Stored dataset items:
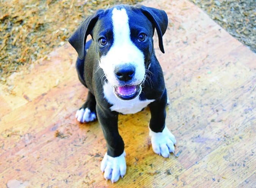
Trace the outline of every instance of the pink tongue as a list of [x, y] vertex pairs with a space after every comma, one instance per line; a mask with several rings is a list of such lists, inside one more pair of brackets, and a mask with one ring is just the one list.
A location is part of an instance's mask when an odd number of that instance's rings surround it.
[[133, 95], [136, 91], [136, 85], [124, 85], [117, 88], [117, 91], [121, 95]]

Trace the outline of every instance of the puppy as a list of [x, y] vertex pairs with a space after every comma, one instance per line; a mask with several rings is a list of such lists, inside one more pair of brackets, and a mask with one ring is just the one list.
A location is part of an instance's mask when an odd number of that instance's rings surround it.
[[[164, 157], [174, 152], [176, 141], [165, 124], [166, 89], [152, 39], [155, 29], [164, 53], [162, 37], [167, 25], [163, 10], [118, 5], [88, 17], [69, 39], [78, 54], [79, 79], [89, 90], [75, 117], [82, 123], [99, 120], [107, 148], [101, 169], [112, 183], [126, 171], [119, 113], [135, 113], [148, 106], [153, 150]], [[86, 42], [89, 34], [92, 39]]]

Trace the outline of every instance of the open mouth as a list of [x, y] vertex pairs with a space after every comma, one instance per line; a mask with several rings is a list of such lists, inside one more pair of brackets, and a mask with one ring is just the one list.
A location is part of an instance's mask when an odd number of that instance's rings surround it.
[[125, 85], [115, 88], [115, 93], [118, 97], [123, 100], [130, 100], [137, 96], [140, 93], [140, 85]]

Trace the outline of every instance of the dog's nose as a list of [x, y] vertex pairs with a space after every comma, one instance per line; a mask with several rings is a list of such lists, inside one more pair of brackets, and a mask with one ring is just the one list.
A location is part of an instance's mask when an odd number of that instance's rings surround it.
[[115, 73], [117, 78], [121, 81], [127, 82], [132, 78], [135, 74], [135, 67], [129, 64], [118, 65], [115, 69]]

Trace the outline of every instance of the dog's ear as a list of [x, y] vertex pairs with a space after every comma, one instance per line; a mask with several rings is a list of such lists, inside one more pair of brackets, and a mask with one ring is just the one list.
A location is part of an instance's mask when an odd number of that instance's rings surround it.
[[103, 9], [97, 11], [87, 17], [68, 39], [68, 42], [75, 48], [81, 59], [85, 58], [85, 46], [87, 36], [90, 34]]
[[158, 36], [158, 42], [161, 51], [165, 53], [163, 44], [163, 35], [165, 33], [168, 25], [168, 18], [165, 12], [143, 5], [138, 6], [139, 8], [155, 28]]

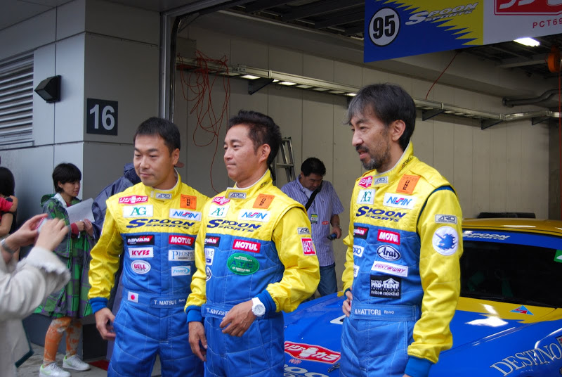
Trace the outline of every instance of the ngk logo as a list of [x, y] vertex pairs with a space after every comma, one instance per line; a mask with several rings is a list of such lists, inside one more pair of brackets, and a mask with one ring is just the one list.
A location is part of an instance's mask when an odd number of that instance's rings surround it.
[[250, 242], [243, 240], [234, 240], [233, 248], [244, 251], [251, 251], [251, 253], [259, 253], [261, 245], [257, 242]]
[[194, 237], [189, 237], [188, 236], [170, 236], [168, 237], [168, 243], [172, 245], [185, 245], [186, 246], [191, 246], [195, 241]]

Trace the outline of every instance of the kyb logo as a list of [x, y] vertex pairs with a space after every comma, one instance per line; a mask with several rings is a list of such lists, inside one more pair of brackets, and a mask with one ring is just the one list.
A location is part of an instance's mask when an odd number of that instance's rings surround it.
[[238, 215], [238, 219], [267, 222], [269, 221], [270, 215], [270, 213], [269, 211], [261, 210], [242, 210]]
[[152, 258], [152, 248], [129, 248], [129, 256], [131, 258]]
[[148, 201], [148, 196], [137, 196], [136, 195], [131, 196], [123, 196], [119, 198], [119, 204], [136, 204], [138, 203], [146, 203]]
[[384, 205], [411, 210], [416, 203], [416, 198], [407, 195], [395, 195], [390, 193], [384, 194]]
[[243, 251], [250, 251], [251, 253], [259, 253], [260, 246], [261, 245], [257, 242], [235, 239], [233, 248]]
[[379, 229], [379, 233], [377, 234], [377, 239], [381, 242], [388, 242], [394, 243], [395, 245], [400, 245], [400, 233]]
[[169, 236], [168, 237], [168, 243], [172, 245], [185, 245], [186, 246], [192, 246], [195, 242], [194, 237], [188, 236]]
[[152, 217], [152, 205], [131, 205], [123, 207], [124, 217]]

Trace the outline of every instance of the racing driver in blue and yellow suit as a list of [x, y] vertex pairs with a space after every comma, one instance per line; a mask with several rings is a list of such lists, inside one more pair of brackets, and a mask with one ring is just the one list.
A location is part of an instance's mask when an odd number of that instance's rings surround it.
[[[115, 338], [110, 376], [150, 376], [157, 354], [163, 376], [204, 374], [190, 348], [183, 307], [208, 198], [182, 183], [174, 169], [179, 137], [166, 120], [139, 126], [133, 162], [142, 182], [107, 199], [101, 236], [91, 250], [90, 302], [102, 337]], [[106, 307], [122, 253], [123, 298], [113, 317]]]
[[283, 376], [281, 312], [296, 309], [320, 281], [304, 207], [273, 186], [268, 170], [280, 141], [263, 114], [240, 110], [229, 121], [224, 160], [236, 184], [202, 210], [185, 308], [207, 377]]
[[413, 155], [416, 108], [404, 89], [365, 87], [348, 117], [369, 171], [353, 188], [344, 240], [340, 376], [426, 377], [452, 345], [459, 201], [449, 182]]

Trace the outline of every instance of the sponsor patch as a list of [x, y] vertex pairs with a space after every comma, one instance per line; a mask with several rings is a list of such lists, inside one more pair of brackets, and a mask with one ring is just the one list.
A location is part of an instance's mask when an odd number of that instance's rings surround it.
[[359, 183], [357, 184], [358, 186], [360, 186], [365, 188], [368, 188], [371, 187], [371, 184], [373, 183], [373, 176], [370, 175], [368, 177], [363, 177], [359, 180]]
[[211, 204], [209, 206], [209, 216], [223, 219], [226, 217], [226, 213], [228, 212], [230, 207], [230, 205], [218, 206]]
[[377, 248], [377, 254], [386, 260], [398, 260], [402, 256], [398, 250], [390, 245], [381, 245]]
[[377, 239], [381, 242], [400, 245], [400, 233], [379, 229], [379, 233], [377, 234]]
[[197, 197], [191, 195], [182, 195], [180, 199], [180, 207], [188, 210], [196, 210], [197, 207]]
[[168, 243], [171, 245], [185, 245], [192, 246], [195, 243], [195, 238], [190, 236], [176, 236], [171, 234], [168, 236]]
[[385, 274], [405, 278], [408, 276], [407, 266], [401, 266], [400, 264], [395, 264], [394, 263], [388, 263], [388, 262], [374, 261], [373, 266], [371, 267], [371, 271], [384, 272]]
[[233, 249], [249, 251], [251, 253], [259, 253], [260, 246], [261, 245], [259, 242], [250, 241], [235, 239], [233, 243]]
[[191, 275], [191, 267], [190, 266], [172, 266], [172, 276], [185, 276]]
[[447, 225], [438, 228], [432, 238], [433, 249], [442, 255], [452, 255], [459, 246], [459, 235], [455, 228]]
[[192, 250], [169, 250], [168, 260], [195, 260], [195, 251]]
[[129, 248], [129, 256], [131, 258], [152, 258], [154, 252], [152, 247]]
[[359, 190], [357, 195], [357, 204], [374, 204], [374, 189]]
[[152, 217], [152, 204], [123, 207], [123, 217]]
[[339, 352], [325, 348], [320, 345], [296, 343], [285, 340], [285, 352], [293, 357], [310, 362], [334, 364], [339, 360], [341, 357]]
[[384, 194], [384, 205], [403, 210], [411, 210], [416, 204], [416, 197], [408, 195]]
[[305, 255], [315, 255], [316, 250], [314, 250], [314, 243], [312, 238], [301, 238], [303, 243], [303, 253]]
[[238, 219], [267, 222], [270, 215], [271, 212], [263, 210], [242, 210], [238, 213]]
[[436, 215], [435, 222], [437, 224], [457, 224], [457, 217], [452, 215]]
[[398, 186], [396, 188], [396, 192], [400, 193], [407, 193], [410, 195], [414, 193], [414, 188], [416, 188], [418, 181], [419, 181], [419, 175], [403, 175], [402, 178], [398, 182]]
[[154, 234], [145, 234], [143, 236], [126, 236], [127, 246], [137, 245], [154, 245]]
[[173, 219], [186, 219], [196, 222], [201, 221], [201, 212], [186, 211], [185, 210], [175, 210], [170, 208], [170, 217]]
[[258, 260], [242, 253], [235, 253], [228, 257], [226, 264], [237, 275], [251, 275], [259, 269]]
[[271, 202], [273, 202], [273, 199], [275, 198], [275, 196], [273, 195], [266, 195], [265, 193], [261, 193], [256, 198], [256, 201], [254, 202], [254, 208], [262, 208], [263, 210], [267, 210], [269, 208], [270, 205], [271, 205]]
[[137, 204], [139, 203], [146, 203], [148, 201], [148, 196], [138, 196], [136, 195], [131, 195], [131, 196], [122, 196], [119, 198], [119, 204]]
[[400, 298], [402, 297], [402, 279], [398, 277], [377, 276], [371, 275], [371, 297], [383, 298]]
[[135, 260], [131, 263], [131, 268], [137, 274], [146, 274], [150, 271], [150, 264], [144, 260]]

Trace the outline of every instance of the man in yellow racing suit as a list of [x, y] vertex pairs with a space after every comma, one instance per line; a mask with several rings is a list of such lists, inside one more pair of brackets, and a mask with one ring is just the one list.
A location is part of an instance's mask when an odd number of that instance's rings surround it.
[[460, 206], [445, 178], [413, 155], [416, 109], [402, 88], [364, 87], [348, 116], [369, 171], [355, 182], [344, 240], [341, 376], [425, 377], [452, 344]]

**Instructions for the task**
Format the items above as a numbered list, taking everything from the line containing "Trace the outline of every instance of the dog's ear" down to the line containing "246], [195, 241]]", with both of those lines included. Skip blank lines and leave the pictures out.

**The reply**
1. Trace the outline of every instance of the dog's ear as a list of [x, y] vertex pairs with a space after every comma, one instance per line; a mask with several rings is a list of such lists, inside one more pair of brackets, and a mask with one ring is just the one list.
2. A location is part of an instance's mask when an odd number of that instance's rings surround it.
3. [[103, 9], [97, 11], [87, 17], [68, 39], [68, 42], [75, 48], [81, 59], [85, 58], [85, 46], [87, 36], [90, 34]]
4. [[158, 36], [158, 42], [161, 51], [165, 53], [163, 44], [163, 35], [165, 33], [168, 25], [168, 18], [165, 12], [143, 5], [138, 6], [139, 8], [155, 28]]
5. Trace the outline of every instance of the ngk logo as a list of [x, y] vertex pairs with a space after every comma, one instance per line; a mask with several rings is a list of such lists, inside one more pair of brackets, and a mask with one ring is just the one list.
6. A location is part of an instance's mask when an odd number of that instance's rings surround it.
7. [[250, 242], [243, 240], [234, 240], [233, 248], [244, 251], [251, 251], [251, 253], [259, 253], [261, 245], [257, 242]]
8. [[194, 237], [189, 237], [188, 236], [170, 236], [168, 237], [168, 243], [172, 245], [185, 245], [186, 246], [191, 246], [195, 241]]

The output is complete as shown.